→ Requirement
Reproduce each of the records below line for line, omitting the pictures.

→ Given information
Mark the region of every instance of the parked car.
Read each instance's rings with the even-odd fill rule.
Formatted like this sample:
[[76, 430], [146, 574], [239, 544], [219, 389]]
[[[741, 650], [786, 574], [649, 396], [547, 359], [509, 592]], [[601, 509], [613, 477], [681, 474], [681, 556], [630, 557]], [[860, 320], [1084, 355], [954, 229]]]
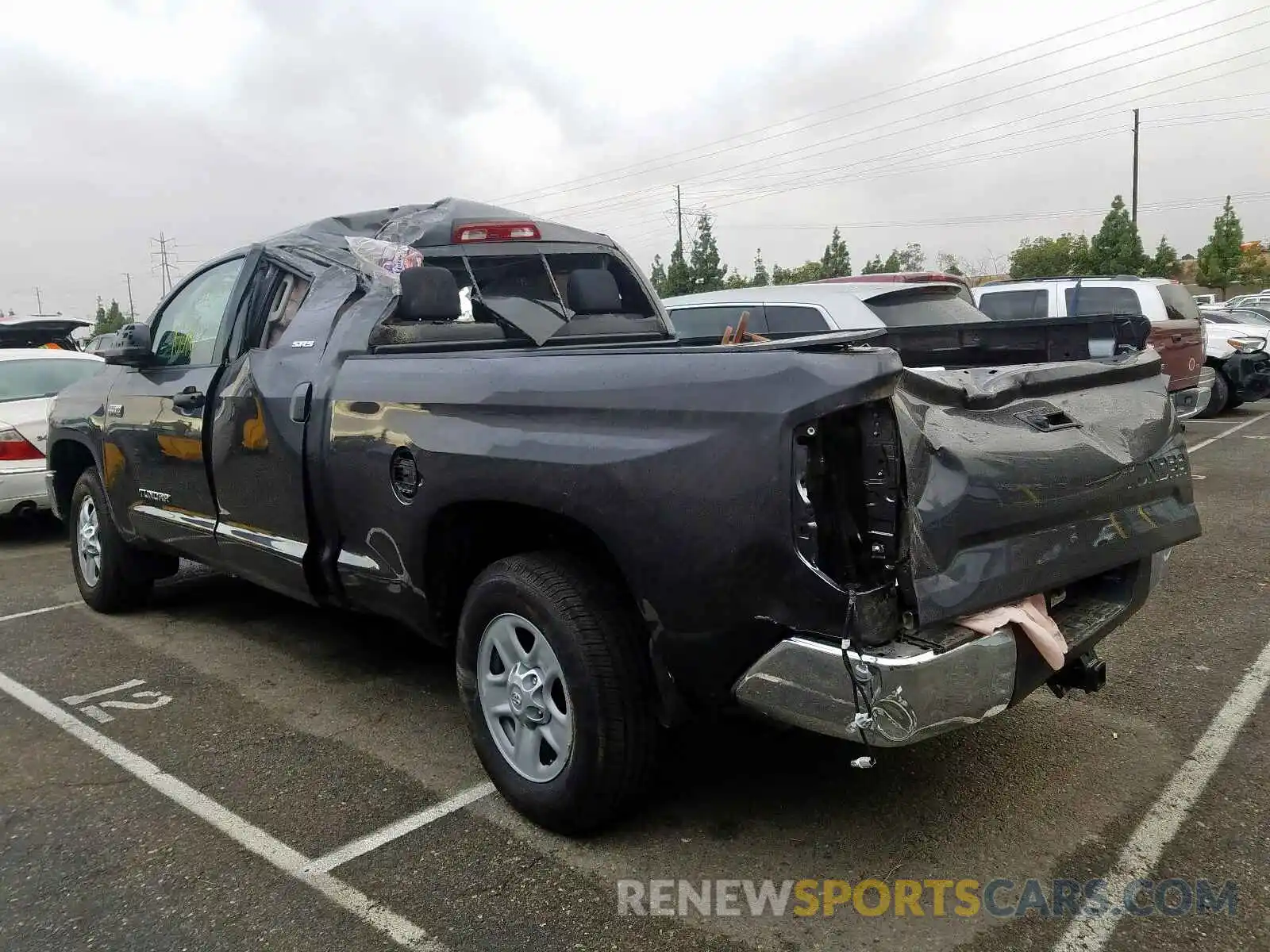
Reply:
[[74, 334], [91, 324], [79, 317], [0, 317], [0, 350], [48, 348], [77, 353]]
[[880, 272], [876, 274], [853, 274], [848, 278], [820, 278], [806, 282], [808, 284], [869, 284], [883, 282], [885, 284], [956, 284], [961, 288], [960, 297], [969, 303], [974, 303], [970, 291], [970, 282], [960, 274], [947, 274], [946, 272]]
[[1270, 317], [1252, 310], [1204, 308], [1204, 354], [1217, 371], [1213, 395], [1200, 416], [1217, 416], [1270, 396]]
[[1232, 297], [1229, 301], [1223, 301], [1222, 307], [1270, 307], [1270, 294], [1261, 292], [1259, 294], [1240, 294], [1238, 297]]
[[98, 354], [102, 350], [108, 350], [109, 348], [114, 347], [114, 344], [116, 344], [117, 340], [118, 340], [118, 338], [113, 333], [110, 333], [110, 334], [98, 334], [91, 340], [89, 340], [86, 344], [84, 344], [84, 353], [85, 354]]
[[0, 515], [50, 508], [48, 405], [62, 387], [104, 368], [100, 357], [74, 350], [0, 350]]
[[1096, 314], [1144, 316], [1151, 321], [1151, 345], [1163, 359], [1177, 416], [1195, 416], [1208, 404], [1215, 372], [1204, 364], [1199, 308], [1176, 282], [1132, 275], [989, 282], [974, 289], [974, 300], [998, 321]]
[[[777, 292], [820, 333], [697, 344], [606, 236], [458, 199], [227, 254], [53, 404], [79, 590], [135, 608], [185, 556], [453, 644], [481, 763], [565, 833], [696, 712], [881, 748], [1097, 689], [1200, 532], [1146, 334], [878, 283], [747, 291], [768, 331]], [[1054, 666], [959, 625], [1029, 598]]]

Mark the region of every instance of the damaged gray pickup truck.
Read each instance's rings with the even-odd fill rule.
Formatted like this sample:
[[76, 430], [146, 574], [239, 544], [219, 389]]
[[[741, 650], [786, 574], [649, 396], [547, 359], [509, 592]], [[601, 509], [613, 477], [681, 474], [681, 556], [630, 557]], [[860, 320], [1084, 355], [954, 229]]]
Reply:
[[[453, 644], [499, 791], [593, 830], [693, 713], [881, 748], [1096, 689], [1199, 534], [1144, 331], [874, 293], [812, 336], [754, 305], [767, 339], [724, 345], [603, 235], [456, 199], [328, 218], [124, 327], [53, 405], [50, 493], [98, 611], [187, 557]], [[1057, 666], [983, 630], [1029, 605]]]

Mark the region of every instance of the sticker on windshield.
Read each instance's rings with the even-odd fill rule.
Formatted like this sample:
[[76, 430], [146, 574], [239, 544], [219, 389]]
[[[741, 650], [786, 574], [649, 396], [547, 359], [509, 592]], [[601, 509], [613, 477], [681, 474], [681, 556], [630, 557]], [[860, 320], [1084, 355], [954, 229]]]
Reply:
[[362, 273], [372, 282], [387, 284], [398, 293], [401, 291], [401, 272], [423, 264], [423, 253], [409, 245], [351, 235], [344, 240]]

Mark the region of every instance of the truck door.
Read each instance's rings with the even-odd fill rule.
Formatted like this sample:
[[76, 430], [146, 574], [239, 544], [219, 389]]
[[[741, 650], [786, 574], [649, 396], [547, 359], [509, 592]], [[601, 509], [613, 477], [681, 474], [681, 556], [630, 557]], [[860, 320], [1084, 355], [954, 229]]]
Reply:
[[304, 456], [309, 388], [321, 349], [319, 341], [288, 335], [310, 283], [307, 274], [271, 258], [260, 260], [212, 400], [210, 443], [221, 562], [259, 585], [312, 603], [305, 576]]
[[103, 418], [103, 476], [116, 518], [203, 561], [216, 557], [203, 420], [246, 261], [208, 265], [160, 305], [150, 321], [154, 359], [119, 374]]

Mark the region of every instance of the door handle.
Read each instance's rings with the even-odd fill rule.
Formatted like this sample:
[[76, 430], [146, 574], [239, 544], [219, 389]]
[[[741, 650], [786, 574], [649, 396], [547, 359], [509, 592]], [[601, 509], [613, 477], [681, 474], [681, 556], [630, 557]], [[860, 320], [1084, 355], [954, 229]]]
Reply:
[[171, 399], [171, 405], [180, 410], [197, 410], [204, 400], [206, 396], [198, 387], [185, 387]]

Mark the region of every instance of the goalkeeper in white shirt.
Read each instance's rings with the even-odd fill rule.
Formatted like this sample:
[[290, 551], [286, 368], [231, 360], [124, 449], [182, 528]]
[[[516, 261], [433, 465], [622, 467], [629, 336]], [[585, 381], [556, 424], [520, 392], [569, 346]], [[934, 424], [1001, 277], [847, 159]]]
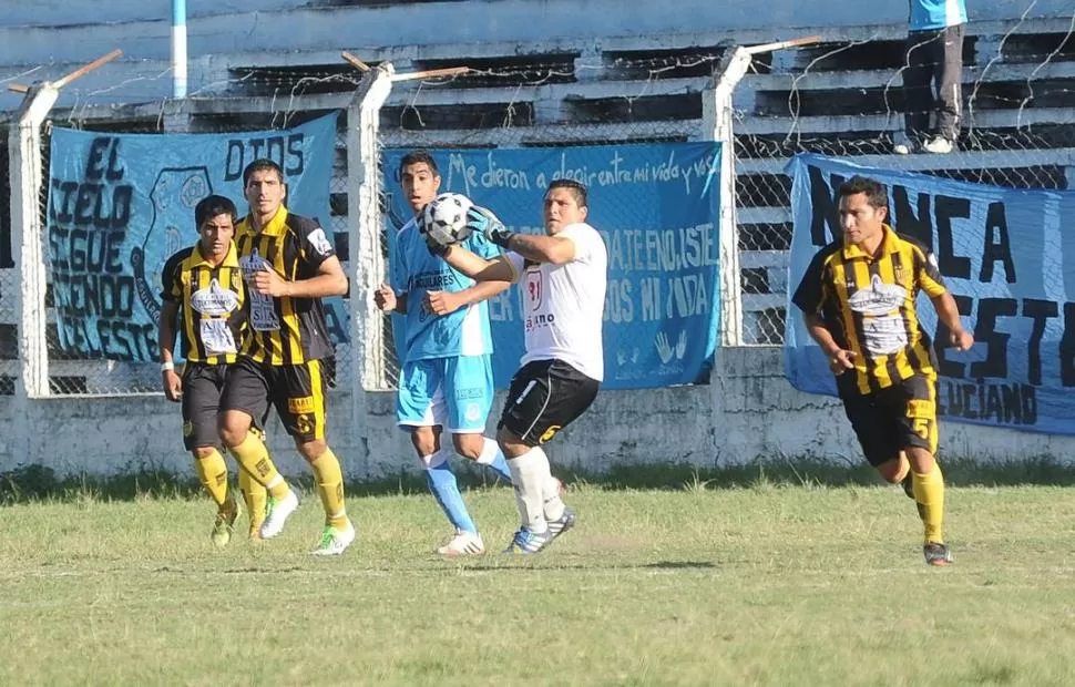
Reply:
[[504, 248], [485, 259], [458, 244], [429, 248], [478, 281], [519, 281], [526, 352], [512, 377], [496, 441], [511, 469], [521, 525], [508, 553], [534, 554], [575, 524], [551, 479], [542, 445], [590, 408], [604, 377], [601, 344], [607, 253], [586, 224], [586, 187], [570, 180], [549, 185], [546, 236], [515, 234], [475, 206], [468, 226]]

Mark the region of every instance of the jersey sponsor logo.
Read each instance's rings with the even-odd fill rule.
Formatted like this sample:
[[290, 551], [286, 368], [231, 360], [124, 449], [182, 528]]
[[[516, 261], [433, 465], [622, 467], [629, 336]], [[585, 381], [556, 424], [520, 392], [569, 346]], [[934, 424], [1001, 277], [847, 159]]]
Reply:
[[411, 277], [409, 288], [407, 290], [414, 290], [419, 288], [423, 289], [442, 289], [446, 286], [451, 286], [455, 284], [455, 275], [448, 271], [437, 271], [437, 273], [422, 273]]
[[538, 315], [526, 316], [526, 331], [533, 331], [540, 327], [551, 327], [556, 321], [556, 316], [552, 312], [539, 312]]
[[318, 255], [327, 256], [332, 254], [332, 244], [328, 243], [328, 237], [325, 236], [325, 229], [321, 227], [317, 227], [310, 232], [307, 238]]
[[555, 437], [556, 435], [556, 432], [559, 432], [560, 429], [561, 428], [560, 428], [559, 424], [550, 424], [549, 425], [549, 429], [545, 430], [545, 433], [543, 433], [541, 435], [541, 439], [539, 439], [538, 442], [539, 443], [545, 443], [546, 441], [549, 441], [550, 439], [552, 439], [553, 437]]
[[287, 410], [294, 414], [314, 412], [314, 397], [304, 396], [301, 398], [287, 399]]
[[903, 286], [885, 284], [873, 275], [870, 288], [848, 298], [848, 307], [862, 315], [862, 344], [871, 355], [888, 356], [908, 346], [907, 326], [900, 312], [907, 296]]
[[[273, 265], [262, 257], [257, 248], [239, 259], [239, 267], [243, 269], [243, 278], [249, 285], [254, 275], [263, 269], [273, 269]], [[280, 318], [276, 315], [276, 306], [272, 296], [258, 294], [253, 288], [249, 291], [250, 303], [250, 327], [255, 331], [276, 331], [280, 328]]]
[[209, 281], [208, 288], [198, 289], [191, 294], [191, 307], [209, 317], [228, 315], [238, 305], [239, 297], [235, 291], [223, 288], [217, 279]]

→ Full answer
Mark the region of every instance of the parked car.
Read each instance's rings with the even-odd fill rule.
Formatted like this sample:
[[76, 430], [146, 574], [239, 544], [219, 389]]
[[[741, 650], [786, 574], [649, 396], [547, 359], [509, 592]], [[601, 509], [613, 477], [681, 474], [681, 556], [630, 557]], [[860, 320], [1084, 355], [954, 229]]]
Reply:
[[74, 334], [91, 324], [79, 317], [0, 317], [0, 350], [48, 348], [77, 353]]
[[880, 272], [876, 274], [853, 274], [848, 278], [820, 278], [806, 282], [808, 284], [869, 284], [883, 282], [885, 284], [956, 284], [961, 288], [960, 297], [969, 303], [974, 303], [970, 291], [970, 282], [960, 274], [947, 274], [946, 272]]
[[1270, 317], [1252, 310], [1204, 308], [1204, 354], [1217, 371], [1213, 395], [1200, 416], [1217, 416], [1270, 396]]
[[1232, 297], [1229, 301], [1223, 301], [1222, 307], [1270, 307], [1270, 294], [1261, 292], [1259, 294], [1240, 294], [1238, 297]]
[[98, 354], [102, 350], [108, 350], [109, 348], [114, 347], [114, 344], [116, 344], [117, 340], [118, 340], [118, 338], [113, 333], [110, 333], [110, 334], [98, 334], [91, 340], [89, 340], [86, 344], [84, 344], [84, 353], [85, 354]]
[[0, 515], [50, 508], [48, 405], [62, 387], [104, 368], [100, 357], [74, 350], [0, 350]]
[[1096, 314], [1144, 316], [1151, 321], [1151, 345], [1163, 359], [1177, 416], [1195, 416], [1208, 404], [1215, 372], [1204, 364], [1199, 308], [1176, 282], [1132, 275], [989, 282], [974, 289], [974, 300], [998, 321]]
[[[777, 292], [820, 333], [697, 344], [606, 236], [458, 199], [227, 254], [53, 404], [79, 590], [135, 608], [185, 556], [453, 644], [481, 763], [565, 833], [696, 712], [881, 748], [1097, 689], [1200, 532], [1146, 334], [878, 283], [747, 291], [768, 331]], [[1054, 666], [959, 625], [1029, 598]]]

Mark the region of every instance of the damaged gray pickup truck.
Read each instance's rings with the even-odd fill rule.
Formatted like this sample:
[[76, 430], [146, 574], [239, 544], [219, 389]]
[[[741, 650], [786, 574], [649, 396], [547, 359], [509, 592]], [[601, 509], [613, 477], [681, 474], [681, 556], [630, 557]], [[860, 320], [1084, 355], [954, 229]]]
Reply:
[[[453, 644], [499, 791], [593, 830], [693, 713], [881, 748], [1096, 689], [1199, 534], [1144, 331], [874, 293], [812, 336], [754, 305], [767, 339], [724, 345], [603, 235], [456, 199], [328, 218], [124, 327], [53, 405], [50, 493], [98, 611], [187, 557]], [[1057, 666], [983, 630], [1029, 605]]]

Mark the region of every instance of the sticker on windshield.
Read each instance's rings with the even-odd fill rule.
Formatted like this sample:
[[76, 430], [146, 574], [239, 544], [219, 389]]
[[[741, 650], [786, 574], [649, 396], [547, 359], [509, 592]], [[601, 509], [613, 477], [681, 474], [681, 556], [630, 557]], [[860, 320], [1084, 355], [954, 229]]]
Reply:
[[362, 273], [372, 282], [387, 284], [398, 293], [401, 291], [401, 272], [423, 264], [423, 253], [409, 245], [351, 235], [344, 240]]

Mark the region of every instance of the truck door.
Read each instance's rings with the even-odd fill rule.
Formatted like this sample:
[[76, 430], [146, 574], [239, 544], [219, 389]]
[[[741, 650], [786, 574], [649, 396], [547, 359], [509, 592]], [[601, 509], [613, 477], [681, 474], [681, 556], [630, 557]], [[860, 320], [1084, 355], [954, 229]]]
Reply:
[[304, 456], [309, 388], [321, 349], [319, 341], [288, 335], [310, 283], [307, 274], [271, 258], [260, 260], [212, 400], [210, 443], [221, 562], [259, 585], [312, 603], [305, 576]]
[[103, 418], [103, 476], [116, 518], [203, 561], [216, 557], [203, 420], [246, 261], [208, 265], [160, 305], [150, 321], [154, 359], [119, 374]]

Mark the region of every instance of the door handle.
Read each instance's rings with the even-odd fill rule.
Formatted like this sample:
[[76, 430], [146, 574], [239, 544], [219, 389]]
[[[741, 650], [786, 574], [649, 396], [547, 359], [509, 592]], [[601, 509], [613, 477], [681, 474], [681, 556], [630, 557]], [[860, 320], [1084, 355], [954, 229]]]
Reply:
[[171, 399], [171, 405], [180, 410], [197, 410], [204, 400], [206, 396], [198, 387], [185, 387]]

Mark the region of every instance of the goalkeeper in white shirt.
Read each instance's rings with the even-odd fill rule.
Formatted like this sample:
[[290, 551], [286, 368], [231, 360], [124, 449], [182, 528]]
[[[516, 261], [433, 465], [622, 467], [629, 336]], [[585, 381], [556, 424], [520, 392], [569, 346]], [[934, 424], [1001, 277], [847, 159]]]
Reply:
[[504, 248], [485, 259], [458, 244], [429, 248], [478, 281], [519, 281], [526, 352], [512, 377], [496, 441], [511, 469], [521, 525], [508, 553], [534, 554], [575, 524], [551, 479], [542, 445], [590, 408], [604, 377], [601, 344], [607, 253], [586, 224], [586, 187], [570, 180], [549, 185], [546, 236], [515, 234], [475, 206], [468, 226]]

Mark the region of every instance of the jersey sponsor logo.
Read each instance's rings with the even-odd fill rule.
Formatted like this sample:
[[290, 551], [286, 368], [231, 360], [124, 449], [182, 528]]
[[[516, 261], [433, 465], [622, 467], [629, 336]], [[585, 381], [556, 424], [520, 392], [569, 346]], [[934, 424], [1001, 277], [847, 159]]]
Reply:
[[411, 277], [409, 288], [407, 290], [414, 290], [419, 288], [423, 289], [442, 289], [446, 286], [451, 286], [455, 284], [455, 275], [448, 271], [437, 271], [437, 273], [422, 273]]
[[538, 315], [526, 316], [526, 331], [533, 331], [540, 327], [551, 327], [556, 321], [556, 316], [552, 312], [539, 312]]
[[318, 255], [327, 256], [332, 254], [332, 244], [328, 243], [328, 237], [325, 236], [325, 229], [321, 227], [317, 227], [310, 232], [307, 238]]
[[555, 437], [556, 435], [556, 432], [559, 432], [560, 429], [561, 428], [560, 428], [559, 424], [550, 424], [549, 425], [549, 429], [545, 430], [545, 433], [543, 433], [541, 435], [541, 439], [539, 439], [538, 442], [539, 443], [545, 443], [546, 441], [549, 441], [550, 439], [552, 439], [553, 437]]
[[287, 410], [294, 414], [314, 412], [314, 397], [304, 396], [301, 398], [287, 399]]
[[903, 286], [885, 284], [873, 275], [870, 288], [848, 298], [848, 307], [862, 315], [862, 344], [871, 355], [888, 356], [908, 346], [907, 326], [900, 312], [907, 296]]
[[[273, 265], [262, 257], [257, 248], [239, 259], [239, 267], [243, 269], [243, 278], [249, 285], [254, 275], [263, 269], [273, 269]], [[280, 318], [276, 315], [276, 306], [272, 296], [258, 294], [253, 288], [249, 291], [250, 303], [250, 327], [255, 331], [276, 331], [280, 328]]]
[[209, 281], [208, 288], [198, 289], [191, 294], [191, 307], [209, 317], [228, 315], [238, 305], [239, 297], [235, 291], [223, 288], [217, 279]]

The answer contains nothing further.